◆ **Given request**: Copy the listing below line for line, without any change, and omit the pictures from your reproduction.

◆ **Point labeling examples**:
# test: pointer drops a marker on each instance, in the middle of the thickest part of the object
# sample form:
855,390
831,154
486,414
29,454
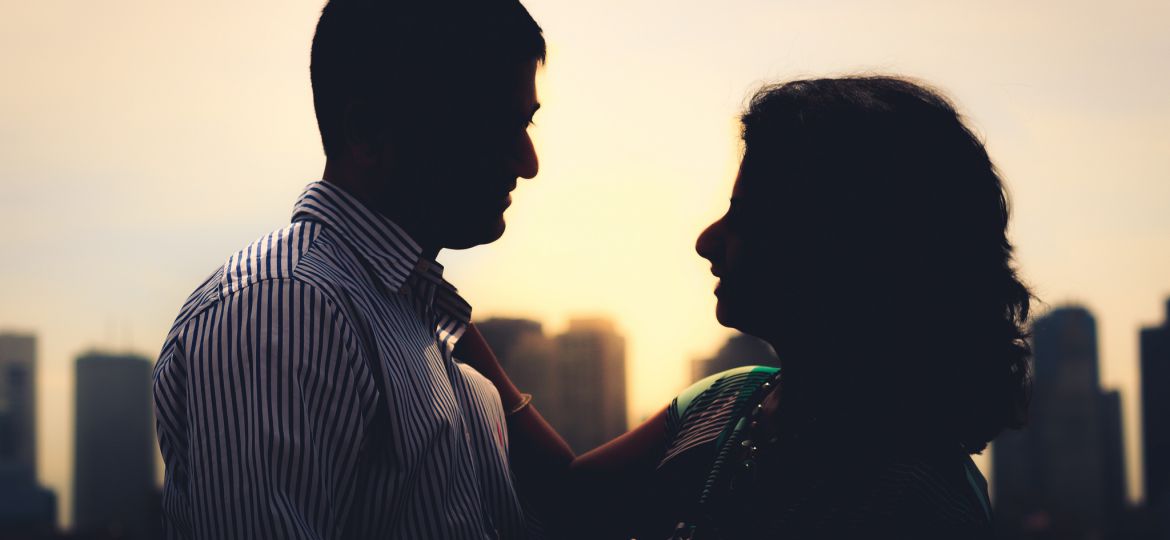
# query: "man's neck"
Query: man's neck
378,198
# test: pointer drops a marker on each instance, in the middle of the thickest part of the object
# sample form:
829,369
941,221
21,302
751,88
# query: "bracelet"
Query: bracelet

◆ **Response to the exercise**:
# test: pointer drops a marker on each instance, in the middle of the thickest part of the object
# sample form:
855,390
831,154
486,414
29,454
# query: "man's neck"
Query: man's neck
378,198
# test: pointer drops a marker on each instance, in the middle of the thickest part of the object
# sample form:
829,369
941,221
21,302
751,88
# query: "bracelet"
Query: bracelet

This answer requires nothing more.